● **ACTIVITY**:
Reproduce all records verbatim.

[Records from a dataset]
****************************************

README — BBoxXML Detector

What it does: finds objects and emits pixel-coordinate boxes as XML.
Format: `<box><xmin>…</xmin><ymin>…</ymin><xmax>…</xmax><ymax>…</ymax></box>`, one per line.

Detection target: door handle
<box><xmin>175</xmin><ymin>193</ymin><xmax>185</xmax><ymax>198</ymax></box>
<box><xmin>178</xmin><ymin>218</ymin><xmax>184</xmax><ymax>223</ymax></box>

****************************************

● **REPLY**:
README — BBoxXML Detector

What it does: finds objects and emits pixel-coordinate boxes as XML.
Format: `<box><xmin>…</xmin><ymin>…</ymin><xmax>…</xmax><ymax>…</ymax></box>`, one per line.

Detection target: door handle
<box><xmin>175</xmin><ymin>193</ymin><xmax>185</xmax><ymax>198</ymax></box>
<box><xmin>178</xmin><ymin>218</ymin><xmax>184</xmax><ymax>223</ymax></box>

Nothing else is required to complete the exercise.